Material for this exercise:
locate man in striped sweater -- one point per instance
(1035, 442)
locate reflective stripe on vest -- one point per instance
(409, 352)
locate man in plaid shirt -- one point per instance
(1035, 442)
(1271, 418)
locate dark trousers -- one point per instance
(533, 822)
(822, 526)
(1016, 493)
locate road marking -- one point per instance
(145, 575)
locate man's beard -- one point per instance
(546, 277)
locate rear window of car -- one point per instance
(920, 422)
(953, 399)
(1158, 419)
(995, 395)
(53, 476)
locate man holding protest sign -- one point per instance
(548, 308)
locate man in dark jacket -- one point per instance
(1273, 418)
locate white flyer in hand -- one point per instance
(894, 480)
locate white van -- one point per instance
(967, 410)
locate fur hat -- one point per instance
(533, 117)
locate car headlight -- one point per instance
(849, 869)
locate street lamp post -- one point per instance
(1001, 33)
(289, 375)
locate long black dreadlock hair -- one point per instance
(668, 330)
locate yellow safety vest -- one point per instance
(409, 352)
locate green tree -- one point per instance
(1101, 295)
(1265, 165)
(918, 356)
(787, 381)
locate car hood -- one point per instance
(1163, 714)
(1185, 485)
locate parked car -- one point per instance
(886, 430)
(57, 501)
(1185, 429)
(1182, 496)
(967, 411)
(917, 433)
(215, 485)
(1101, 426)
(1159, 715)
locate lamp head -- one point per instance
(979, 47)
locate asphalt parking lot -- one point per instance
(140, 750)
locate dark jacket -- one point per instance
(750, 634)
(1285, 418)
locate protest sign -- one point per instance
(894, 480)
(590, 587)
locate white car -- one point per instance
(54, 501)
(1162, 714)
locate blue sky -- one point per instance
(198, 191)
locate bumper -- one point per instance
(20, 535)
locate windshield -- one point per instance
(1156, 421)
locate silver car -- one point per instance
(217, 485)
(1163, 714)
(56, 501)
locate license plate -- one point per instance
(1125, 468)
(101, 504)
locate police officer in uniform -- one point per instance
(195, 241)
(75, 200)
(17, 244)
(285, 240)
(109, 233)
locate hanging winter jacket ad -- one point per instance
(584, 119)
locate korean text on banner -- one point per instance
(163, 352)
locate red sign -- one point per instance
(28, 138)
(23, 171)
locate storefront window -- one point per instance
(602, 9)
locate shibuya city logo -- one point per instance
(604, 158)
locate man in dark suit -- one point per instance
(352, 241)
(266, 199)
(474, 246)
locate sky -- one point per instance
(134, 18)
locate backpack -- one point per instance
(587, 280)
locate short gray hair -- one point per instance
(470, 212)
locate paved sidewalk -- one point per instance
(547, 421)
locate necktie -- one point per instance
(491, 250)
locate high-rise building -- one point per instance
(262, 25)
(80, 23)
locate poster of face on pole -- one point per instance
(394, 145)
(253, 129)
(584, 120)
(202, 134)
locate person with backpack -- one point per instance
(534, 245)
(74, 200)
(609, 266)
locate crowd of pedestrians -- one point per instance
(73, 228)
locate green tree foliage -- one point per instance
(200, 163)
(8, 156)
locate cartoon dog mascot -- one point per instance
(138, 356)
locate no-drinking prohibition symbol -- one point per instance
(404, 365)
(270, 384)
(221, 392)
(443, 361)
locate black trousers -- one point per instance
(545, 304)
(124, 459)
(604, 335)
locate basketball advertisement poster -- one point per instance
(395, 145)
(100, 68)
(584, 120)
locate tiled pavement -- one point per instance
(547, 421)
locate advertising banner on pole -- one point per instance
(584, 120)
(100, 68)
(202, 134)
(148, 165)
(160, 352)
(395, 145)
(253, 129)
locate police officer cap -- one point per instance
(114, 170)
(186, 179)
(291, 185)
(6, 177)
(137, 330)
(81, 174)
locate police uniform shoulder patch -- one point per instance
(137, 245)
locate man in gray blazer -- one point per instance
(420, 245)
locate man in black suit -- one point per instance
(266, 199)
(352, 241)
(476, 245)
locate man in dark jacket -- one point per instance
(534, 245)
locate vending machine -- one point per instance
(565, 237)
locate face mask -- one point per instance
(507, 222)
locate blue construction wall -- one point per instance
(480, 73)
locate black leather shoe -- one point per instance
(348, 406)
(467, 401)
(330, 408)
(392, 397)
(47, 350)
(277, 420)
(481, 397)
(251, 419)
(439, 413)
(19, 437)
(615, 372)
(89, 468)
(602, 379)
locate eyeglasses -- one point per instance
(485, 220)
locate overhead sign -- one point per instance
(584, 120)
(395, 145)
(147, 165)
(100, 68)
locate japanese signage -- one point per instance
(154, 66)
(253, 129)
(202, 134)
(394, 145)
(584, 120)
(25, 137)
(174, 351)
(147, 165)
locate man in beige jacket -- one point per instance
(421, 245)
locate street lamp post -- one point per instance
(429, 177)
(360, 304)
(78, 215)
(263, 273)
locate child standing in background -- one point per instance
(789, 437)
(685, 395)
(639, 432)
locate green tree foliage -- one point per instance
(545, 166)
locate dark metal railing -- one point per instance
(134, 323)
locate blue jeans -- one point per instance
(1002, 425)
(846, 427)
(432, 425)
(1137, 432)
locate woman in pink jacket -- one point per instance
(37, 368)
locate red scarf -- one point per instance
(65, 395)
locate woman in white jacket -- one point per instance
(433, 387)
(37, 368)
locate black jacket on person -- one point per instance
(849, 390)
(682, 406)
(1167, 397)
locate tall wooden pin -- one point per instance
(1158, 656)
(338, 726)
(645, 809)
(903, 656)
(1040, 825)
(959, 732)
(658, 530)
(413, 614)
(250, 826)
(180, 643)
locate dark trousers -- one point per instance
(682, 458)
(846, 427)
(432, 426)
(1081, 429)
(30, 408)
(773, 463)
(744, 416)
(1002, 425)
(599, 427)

Written exercise:
Can you format every one of the entries above as a numbered list, skipping any blank lines?

Result of the task:
1. locate man in striped sweater -- one point per instance
2. (1035, 442)
3. locate reflective stripe on vest -- one point per instance
4. (409, 352)
5. locate man in plaid shirt -- one point per instance
6. (1035, 442)
7. (1271, 418)
8. locate dark trousers -- one point per instance
9. (533, 822)
10. (822, 526)
11. (1016, 493)
12. locate road marking -- one point per instance
13. (145, 575)
14. locate man's beard -- one point per instance
15. (546, 277)
16. locate rear window of car -- one point per instance
17. (920, 422)
18. (953, 399)
19. (1158, 419)
20. (995, 395)
21. (53, 476)
22. locate man holding protest sign -- one point per instance
23. (548, 308)
24. locate man in dark jacket -- one point per instance
25. (1273, 418)
26. locate white flyer in hand -- one point per instance
27. (894, 480)
28. locate white van -- one point per instance
29. (967, 410)
30. locate fur hat -- one point per instance
31. (533, 117)
32. locate car headlight -- one point per instance
33. (849, 869)
34. locate street lamp post -- one point per instance
35. (1001, 33)
36. (289, 375)
37. locate long black dreadlock hair -- one point per instance
38. (668, 330)
39. locate yellow safety vest -- one point per instance
40. (409, 352)
41. locate green tree -- one point per instance
42. (1101, 295)
43. (1265, 165)
44. (918, 356)
45. (787, 381)
46. locate car hood -- one point per instance
47. (1163, 714)
48. (1185, 485)
49. locate parked car -- one point per instance
50. (886, 430)
51. (57, 501)
52. (1185, 429)
53. (1182, 496)
54. (967, 411)
55. (917, 433)
56. (215, 485)
57. (1101, 426)
58. (1159, 715)
59. locate lamp head -- one point per instance
60. (979, 47)
61. locate asphalt parking lot -- one point per instance
62. (140, 750)
63. locate dark jacket -- one point per instance
64. (750, 634)
65. (1285, 418)
66. locate protest sign -- one point per instance
67. (894, 480)
68. (590, 587)
69. locate white car -- one point per instance
70. (54, 501)
71. (1162, 714)
72. locate blue sky -- one point per instance
73. (198, 191)
74. locate bumper -- one point per instance
75. (20, 535)
76. locate windshield -- one point per instance
77. (1156, 421)
78. locate silver car -- one point per instance
79. (217, 485)
80. (1163, 714)
81. (56, 501)
82. locate license plate -- one point per instance
83. (1125, 468)
84. (101, 504)
85. locate police officer in uniform -- one point per instance
86. (195, 241)
87. (75, 200)
88. (17, 244)
89. (285, 240)
90. (109, 233)
91. locate hanging winter jacket ad -- one point per instance
92. (584, 119)
93. locate korean text on banner -- one point per instance
94. (163, 352)
95. locate red sign -- one point per instance
96. (28, 138)
97. (23, 171)
98. locate storefront window -- one point per instance
99. (602, 9)
100. locate shibuya city logo -- one point per instance
101. (604, 158)
102. locate man in dark suit -- one point per instance
103. (352, 241)
104. (266, 199)
105. (474, 246)
106. locate sky -- one point per instance
107. (134, 18)
108. locate backpack -- one point per instance
109. (587, 280)
110. locate short gray hair -- one point per instance
111. (470, 212)
112. locate paved sidewalk -- one point per instance
113. (547, 421)
114. locate necktie -- one point per instance
115. (491, 250)
116. locate high-rise building -- one point per instance
117. (262, 25)
118. (80, 23)
119. locate poster of face on pole -- one point per instance
120. (394, 145)
121. (253, 129)
122. (584, 120)
123. (202, 134)
124. locate person with backpack -- one point per instance
125. (534, 245)
126. (74, 200)
127. (609, 266)
128. locate crowd of pedestrians -- one point per instance
129. (73, 228)
130. locate green tree foliage -- one point per instance
131. (200, 163)
132. (8, 156)
133. locate cartoon dog mascot -- one point per instance
134. (138, 356)
135. locate no-drinking prohibition symbol -- one point per instance
136. (404, 365)
137. (270, 384)
138. (221, 392)
139. (443, 361)
140. locate black trousers -- one point per instance
141. (545, 304)
142. (124, 459)
143. (604, 335)
144. locate basketball advertisement poster -- one point per instance
145. (395, 145)
146. (100, 68)
147. (584, 120)
148. locate tiled pavement -- one point per instance
149. (547, 421)
150. locate advertising banner on pole -- one point per instance
151. (584, 120)
152. (100, 68)
153. (202, 134)
154. (148, 165)
155. (160, 352)
156. (395, 145)
157. (253, 129)
158. locate police officer cap -- one point per instance
159. (114, 170)
160. (186, 179)
161. (291, 185)
162. (6, 177)
163. (137, 330)
164. (81, 174)
165. locate police uniform shoulder patch -- one point per instance
166. (137, 245)
167. locate man in gray blazer -- one point per instance
168. (420, 245)
169. locate man in black suit -- one point per instance
170. (266, 199)
171. (352, 241)
172. (476, 245)
173. locate man in dark jacket -- one point per instance
174. (534, 245)
175. locate vending machine -- one point per instance
176. (565, 237)
177. locate face mask -- one point per instance
178. (507, 222)
179. locate blue construction wall -- one point per instance
180. (480, 73)
181. locate black leather shoe -- one point per instance
182. (348, 406)
183. (467, 401)
184. (330, 408)
185. (392, 397)
186. (47, 350)
187. (277, 420)
188. (481, 397)
189. (251, 419)
190. (439, 413)
191. (19, 437)
192. (615, 372)
193. (89, 468)
194. (602, 379)
195. locate eyeglasses -- one point per instance
196. (485, 220)
197. locate overhead sign -- one point per instance
198. (584, 120)
199. (395, 145)
200. (147, 165)
201. (100, 68)
202. locate japanese signage -- one point per instance
203. (154, 66)
204. (253, 129)
205. (202, 134)
206. (394, 145)
207. (584, 120)
208. (25, 137)
209. (174, 351)
210. (147, 165)
211. locate man in beige jacket -- one point per instance
212. (421, 245)
213. locate street lamp post -- one point per instance
214. (429, 177)
215. (360, 304)
216. (78, 215)
217. (263, 273)
218. locate child standing in background -- one point per instance
219. (789, 437)
220. (685, 395)
221. (639, 432)
222. locate green tree foliage -- one point per instance
223. (545, 166)
224. locate dark metal railing -- one point per instance
225. (134, 323)
226. locate blue jeans -- one point per instance
227. (1002, 425)
228. (846, 427)
229. (432, 425)
230. (1137, 432)
231. locate woman in pink jacket -- one point per instance
232. (37, 368)
233. locate red scarf -- one point per instance
234. (65, 395)
235. locate woman in white jacket -- one point per instance
236. (433, 387)
237. (37, 368)
238. locate black jacket on person -- one point per instance
239. (849, 390)
240. (682, 406)
241. (1167, 397)
242. locate tall wooden pin -- one point per instance
243. (1158, 656)
244. (338, 726)
245. (645, 809)
246. (903, 656)
247. (1040, 825)
248. (959, 732)
249. (658, 530)
250. (413, 614)
251. (250, 826)
252. (180, 643)
253. locate dark trousers -- one point per instance
254. (682, 458)
255. (846, 427)
256. (432, 426)
257. (1081, 429)
258. (30, 408)
259. (773, 463)
260. (744, 416)
261. (1002, 425)
262. (599, 427)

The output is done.